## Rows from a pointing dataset
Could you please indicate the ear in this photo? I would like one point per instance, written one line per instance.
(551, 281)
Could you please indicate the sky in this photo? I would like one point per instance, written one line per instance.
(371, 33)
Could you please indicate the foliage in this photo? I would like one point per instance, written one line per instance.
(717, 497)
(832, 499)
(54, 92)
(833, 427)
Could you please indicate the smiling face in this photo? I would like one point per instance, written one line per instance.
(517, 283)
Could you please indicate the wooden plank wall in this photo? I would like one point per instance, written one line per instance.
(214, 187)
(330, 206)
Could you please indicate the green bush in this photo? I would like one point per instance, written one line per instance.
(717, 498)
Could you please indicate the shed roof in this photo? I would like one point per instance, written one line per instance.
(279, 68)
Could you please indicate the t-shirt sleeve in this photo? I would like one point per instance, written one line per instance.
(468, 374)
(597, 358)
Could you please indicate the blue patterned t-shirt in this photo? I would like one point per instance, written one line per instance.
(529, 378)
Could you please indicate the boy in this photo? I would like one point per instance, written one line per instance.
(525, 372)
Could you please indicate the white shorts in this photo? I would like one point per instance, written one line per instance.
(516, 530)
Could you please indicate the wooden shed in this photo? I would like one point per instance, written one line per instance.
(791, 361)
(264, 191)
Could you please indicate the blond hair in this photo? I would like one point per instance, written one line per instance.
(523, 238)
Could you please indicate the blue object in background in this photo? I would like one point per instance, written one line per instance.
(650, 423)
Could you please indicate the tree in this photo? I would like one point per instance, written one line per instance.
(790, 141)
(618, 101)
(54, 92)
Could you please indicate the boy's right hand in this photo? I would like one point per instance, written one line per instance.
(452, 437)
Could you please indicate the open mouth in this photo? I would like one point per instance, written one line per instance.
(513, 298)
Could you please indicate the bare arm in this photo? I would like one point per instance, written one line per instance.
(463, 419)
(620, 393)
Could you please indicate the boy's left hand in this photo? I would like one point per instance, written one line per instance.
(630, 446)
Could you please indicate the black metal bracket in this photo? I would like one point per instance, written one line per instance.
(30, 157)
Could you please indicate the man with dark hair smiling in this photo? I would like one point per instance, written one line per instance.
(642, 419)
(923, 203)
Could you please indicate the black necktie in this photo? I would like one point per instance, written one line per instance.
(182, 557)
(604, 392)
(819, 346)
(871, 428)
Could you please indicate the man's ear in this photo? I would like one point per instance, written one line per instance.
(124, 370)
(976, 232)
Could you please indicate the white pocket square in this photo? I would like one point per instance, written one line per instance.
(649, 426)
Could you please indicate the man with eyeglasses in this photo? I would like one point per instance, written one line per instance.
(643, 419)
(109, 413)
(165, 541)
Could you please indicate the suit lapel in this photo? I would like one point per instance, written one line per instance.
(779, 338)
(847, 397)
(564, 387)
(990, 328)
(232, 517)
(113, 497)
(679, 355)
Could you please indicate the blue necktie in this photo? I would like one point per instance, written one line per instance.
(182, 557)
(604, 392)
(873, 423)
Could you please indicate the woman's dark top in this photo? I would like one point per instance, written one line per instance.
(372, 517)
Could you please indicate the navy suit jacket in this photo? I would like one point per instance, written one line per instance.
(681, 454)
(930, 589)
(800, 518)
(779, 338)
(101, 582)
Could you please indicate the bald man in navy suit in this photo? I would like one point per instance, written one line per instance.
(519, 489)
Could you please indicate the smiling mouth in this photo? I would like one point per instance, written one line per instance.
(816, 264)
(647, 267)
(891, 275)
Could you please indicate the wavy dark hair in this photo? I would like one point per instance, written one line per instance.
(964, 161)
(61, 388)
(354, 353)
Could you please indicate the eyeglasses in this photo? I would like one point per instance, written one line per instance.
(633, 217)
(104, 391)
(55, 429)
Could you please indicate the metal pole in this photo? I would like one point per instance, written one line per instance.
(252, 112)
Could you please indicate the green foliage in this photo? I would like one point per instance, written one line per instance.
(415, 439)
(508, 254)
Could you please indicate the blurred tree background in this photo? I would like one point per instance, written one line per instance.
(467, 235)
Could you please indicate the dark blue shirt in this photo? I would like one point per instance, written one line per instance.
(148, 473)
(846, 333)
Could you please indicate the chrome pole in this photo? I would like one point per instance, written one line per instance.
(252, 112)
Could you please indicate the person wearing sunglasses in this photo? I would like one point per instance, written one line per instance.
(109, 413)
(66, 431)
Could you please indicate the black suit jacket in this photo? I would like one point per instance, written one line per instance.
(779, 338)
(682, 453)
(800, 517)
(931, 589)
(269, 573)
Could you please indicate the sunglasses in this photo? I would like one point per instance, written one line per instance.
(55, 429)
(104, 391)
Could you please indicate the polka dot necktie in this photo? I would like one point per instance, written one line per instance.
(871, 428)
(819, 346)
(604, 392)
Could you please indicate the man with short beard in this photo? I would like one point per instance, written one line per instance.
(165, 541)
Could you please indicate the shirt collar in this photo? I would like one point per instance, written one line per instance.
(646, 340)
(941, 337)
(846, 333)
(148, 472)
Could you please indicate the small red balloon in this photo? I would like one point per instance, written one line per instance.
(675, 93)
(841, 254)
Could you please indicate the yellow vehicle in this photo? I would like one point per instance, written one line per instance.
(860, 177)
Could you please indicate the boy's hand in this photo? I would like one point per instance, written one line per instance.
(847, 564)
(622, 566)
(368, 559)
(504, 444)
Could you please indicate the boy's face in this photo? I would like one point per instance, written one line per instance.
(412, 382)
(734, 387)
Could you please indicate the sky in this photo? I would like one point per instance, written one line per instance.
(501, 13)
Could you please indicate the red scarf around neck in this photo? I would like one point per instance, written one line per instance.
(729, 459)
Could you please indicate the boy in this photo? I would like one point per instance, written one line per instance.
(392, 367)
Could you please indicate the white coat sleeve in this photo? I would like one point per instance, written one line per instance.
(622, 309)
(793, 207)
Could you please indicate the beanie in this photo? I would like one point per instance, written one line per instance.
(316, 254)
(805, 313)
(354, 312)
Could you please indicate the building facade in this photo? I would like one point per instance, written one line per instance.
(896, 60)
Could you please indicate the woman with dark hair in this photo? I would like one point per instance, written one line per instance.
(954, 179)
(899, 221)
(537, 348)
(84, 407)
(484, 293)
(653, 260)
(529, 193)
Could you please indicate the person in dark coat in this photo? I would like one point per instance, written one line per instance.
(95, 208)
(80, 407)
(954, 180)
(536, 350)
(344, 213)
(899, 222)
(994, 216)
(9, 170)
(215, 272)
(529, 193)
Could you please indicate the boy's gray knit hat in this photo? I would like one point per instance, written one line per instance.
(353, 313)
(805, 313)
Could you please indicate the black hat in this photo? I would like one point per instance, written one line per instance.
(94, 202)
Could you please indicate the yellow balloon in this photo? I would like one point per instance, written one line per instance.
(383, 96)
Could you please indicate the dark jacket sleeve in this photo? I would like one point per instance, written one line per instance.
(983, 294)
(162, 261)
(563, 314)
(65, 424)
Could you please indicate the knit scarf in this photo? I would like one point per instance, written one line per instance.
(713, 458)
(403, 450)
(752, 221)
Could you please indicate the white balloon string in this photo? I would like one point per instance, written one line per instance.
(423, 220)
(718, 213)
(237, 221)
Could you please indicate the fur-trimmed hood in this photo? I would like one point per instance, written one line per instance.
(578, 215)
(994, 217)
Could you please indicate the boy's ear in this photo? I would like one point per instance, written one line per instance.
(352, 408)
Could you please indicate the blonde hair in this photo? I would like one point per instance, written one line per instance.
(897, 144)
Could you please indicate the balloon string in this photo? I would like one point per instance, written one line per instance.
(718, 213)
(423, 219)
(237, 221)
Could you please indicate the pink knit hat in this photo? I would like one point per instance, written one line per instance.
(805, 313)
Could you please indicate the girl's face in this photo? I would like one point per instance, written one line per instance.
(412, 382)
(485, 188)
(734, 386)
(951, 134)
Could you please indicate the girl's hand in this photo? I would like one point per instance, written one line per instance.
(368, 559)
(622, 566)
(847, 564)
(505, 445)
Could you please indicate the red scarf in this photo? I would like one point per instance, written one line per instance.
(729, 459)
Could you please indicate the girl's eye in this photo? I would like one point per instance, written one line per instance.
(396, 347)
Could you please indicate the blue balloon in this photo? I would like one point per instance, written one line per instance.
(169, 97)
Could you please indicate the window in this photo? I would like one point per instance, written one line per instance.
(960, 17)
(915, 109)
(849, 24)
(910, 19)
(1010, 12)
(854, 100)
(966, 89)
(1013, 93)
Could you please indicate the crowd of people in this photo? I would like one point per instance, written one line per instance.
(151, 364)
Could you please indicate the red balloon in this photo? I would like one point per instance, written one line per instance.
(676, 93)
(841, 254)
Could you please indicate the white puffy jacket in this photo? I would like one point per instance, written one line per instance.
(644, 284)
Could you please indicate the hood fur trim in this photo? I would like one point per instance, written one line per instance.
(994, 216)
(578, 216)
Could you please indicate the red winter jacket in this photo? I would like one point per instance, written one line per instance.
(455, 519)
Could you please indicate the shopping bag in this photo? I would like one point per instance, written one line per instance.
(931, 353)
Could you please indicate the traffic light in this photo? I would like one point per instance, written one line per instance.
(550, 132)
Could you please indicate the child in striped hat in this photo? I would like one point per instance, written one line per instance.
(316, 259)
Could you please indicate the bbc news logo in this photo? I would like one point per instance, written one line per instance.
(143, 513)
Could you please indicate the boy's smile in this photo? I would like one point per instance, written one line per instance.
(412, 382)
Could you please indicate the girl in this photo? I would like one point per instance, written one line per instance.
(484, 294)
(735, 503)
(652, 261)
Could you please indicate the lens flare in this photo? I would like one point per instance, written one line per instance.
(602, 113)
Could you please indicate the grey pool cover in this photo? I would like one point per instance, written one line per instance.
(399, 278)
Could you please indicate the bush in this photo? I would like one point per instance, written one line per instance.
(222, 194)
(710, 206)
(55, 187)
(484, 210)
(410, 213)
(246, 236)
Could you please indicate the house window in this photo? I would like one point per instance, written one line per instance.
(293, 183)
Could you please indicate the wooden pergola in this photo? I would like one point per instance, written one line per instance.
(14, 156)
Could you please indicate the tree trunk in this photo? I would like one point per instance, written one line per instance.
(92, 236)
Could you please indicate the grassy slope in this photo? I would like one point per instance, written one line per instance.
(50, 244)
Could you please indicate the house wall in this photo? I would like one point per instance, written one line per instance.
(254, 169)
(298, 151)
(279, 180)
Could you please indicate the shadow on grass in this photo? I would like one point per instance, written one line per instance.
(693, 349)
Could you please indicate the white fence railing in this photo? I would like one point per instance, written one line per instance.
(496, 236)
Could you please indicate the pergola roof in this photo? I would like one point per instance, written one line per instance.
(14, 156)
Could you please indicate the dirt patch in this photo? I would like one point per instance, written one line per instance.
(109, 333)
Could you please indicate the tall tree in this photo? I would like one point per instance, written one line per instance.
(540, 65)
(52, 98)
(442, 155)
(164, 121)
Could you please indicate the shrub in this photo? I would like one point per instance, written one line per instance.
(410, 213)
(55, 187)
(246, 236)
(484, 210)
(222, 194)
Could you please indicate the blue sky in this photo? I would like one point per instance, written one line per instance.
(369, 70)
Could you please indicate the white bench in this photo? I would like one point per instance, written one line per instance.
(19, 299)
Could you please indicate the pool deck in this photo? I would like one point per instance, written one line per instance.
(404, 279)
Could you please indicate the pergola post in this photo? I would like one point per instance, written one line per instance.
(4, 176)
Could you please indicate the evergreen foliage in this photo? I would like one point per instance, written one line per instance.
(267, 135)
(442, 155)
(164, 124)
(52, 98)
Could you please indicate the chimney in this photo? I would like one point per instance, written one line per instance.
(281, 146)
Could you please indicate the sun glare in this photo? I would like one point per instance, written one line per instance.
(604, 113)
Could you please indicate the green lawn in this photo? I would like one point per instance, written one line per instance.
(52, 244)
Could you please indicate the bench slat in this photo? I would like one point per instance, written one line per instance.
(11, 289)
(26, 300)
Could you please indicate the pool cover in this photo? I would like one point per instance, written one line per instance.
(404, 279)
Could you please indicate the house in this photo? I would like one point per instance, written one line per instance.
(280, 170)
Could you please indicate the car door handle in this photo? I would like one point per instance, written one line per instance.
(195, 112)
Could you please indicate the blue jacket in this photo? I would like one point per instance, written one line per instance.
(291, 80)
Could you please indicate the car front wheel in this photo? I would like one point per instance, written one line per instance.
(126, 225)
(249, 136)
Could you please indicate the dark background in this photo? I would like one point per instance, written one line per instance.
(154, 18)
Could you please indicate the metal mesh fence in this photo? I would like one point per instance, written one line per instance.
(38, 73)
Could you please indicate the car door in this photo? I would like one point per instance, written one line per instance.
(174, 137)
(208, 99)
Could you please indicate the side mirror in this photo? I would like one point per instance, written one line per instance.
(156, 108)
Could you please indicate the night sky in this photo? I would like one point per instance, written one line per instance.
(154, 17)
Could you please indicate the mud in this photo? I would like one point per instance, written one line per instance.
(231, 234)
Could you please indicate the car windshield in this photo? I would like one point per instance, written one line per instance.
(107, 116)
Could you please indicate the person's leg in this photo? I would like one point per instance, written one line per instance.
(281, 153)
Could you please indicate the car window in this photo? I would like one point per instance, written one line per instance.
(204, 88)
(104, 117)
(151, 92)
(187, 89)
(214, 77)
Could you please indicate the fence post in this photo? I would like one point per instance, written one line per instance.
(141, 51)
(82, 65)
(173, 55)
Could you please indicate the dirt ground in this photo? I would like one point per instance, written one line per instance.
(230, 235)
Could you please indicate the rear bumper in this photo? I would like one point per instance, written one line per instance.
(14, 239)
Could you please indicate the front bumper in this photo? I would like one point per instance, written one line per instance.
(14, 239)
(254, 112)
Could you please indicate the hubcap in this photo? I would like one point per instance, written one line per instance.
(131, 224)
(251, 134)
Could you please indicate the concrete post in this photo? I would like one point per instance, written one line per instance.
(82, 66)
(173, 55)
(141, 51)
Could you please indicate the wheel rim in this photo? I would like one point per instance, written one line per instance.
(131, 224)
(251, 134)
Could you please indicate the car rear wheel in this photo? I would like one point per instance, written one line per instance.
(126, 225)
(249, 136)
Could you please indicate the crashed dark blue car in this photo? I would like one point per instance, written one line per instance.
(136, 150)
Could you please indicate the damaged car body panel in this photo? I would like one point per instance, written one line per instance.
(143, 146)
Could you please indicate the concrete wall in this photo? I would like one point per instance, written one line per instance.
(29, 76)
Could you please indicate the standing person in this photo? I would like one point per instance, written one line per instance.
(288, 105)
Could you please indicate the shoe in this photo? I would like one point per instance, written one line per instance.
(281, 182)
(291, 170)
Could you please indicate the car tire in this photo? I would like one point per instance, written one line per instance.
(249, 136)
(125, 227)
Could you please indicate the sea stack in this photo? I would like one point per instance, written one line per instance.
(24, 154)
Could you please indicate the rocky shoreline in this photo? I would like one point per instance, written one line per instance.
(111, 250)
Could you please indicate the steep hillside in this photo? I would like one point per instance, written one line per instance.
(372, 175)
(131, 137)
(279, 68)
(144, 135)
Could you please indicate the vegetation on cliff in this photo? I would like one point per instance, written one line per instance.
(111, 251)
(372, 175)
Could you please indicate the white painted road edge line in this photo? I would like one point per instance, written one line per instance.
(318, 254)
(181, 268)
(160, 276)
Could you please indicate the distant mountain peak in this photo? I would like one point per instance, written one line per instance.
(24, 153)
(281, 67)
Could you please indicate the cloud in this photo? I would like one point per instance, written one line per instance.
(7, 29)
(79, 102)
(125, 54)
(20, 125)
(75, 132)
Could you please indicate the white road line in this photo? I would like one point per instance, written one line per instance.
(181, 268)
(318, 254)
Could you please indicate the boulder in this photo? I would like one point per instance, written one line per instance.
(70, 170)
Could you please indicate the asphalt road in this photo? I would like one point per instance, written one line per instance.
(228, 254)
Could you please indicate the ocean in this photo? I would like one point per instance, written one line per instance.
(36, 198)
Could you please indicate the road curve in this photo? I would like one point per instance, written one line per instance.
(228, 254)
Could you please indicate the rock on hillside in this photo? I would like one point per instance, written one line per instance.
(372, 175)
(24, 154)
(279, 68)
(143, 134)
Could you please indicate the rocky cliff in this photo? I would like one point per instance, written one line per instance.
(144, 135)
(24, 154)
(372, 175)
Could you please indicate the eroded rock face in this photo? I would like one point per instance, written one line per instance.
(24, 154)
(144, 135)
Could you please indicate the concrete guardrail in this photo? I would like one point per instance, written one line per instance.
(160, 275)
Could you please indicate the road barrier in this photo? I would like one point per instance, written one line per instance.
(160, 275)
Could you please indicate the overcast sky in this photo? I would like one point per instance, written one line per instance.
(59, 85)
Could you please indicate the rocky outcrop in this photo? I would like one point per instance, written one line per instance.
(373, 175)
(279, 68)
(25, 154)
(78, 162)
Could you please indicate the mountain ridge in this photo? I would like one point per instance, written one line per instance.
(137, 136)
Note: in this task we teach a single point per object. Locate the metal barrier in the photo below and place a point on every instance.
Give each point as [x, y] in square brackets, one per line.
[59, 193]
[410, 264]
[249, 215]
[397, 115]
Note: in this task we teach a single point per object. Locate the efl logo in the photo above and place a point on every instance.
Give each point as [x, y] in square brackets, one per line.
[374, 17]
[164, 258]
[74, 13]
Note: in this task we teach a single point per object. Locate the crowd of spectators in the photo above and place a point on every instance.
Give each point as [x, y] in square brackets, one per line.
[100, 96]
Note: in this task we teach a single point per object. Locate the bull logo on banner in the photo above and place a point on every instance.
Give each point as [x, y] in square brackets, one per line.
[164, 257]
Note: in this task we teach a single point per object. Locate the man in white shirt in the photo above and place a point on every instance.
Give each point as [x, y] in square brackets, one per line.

## SHORT TASK
Take the line holding "Could you please indicate the road barrier" and all lines after it through the end of the data, and set them down exactly.

## ANSWER TO THE EXERCISE
Could you please indicate the road barrier in this photo? I would like one point per instance, written one line per instance.
(160, 275)
Could you please indicate the overcast sky in this photo? I would like one point per instance, written one line per instance.
(59, 85)
Could you please indicate the rocky outcrop in this photo? I would like one point per instance, written one line per instance.
(373, 175)
(279, 68)
(25, 154)
(78, 162)
Could you please indicate the mountain ridge in this photo? I would like one point per instance, written one line per instance.
(137, 136)
Note: in this task we teach a single point per object. Locate the metal barrier in the photo below and place a point on every instance.
Give each point as [x, y] in square brackets, one per line.
[59, 193]
[410, 264]
[249, 215]
[397, 115]
Note: in this task we teach a single point per object. Locate the efl logo in the photo above and place a point on every instance.
Give each point as [x, y] in square brackets, one per line.
[374, 17]
[164, 258]
[74, 13]
Note: in this task we teach a single point per object. Locate the crowd of spectators in the photo above and place a point on every instance.
Give each point as [x, y] in square brackets, one per line.
[100, 96]
Note: in this task we teach a single point per object. Locate the bull logo on banner in the photo above and place a point on every instance.
Give each point as [x, y] in square brackets, one per line.
[164, 257]
Note: in this task we teach a single point per object. Locate the man in white shirt in the photo above and place a point on every instance.
Give each point as [x, y] in square brackets, one per line.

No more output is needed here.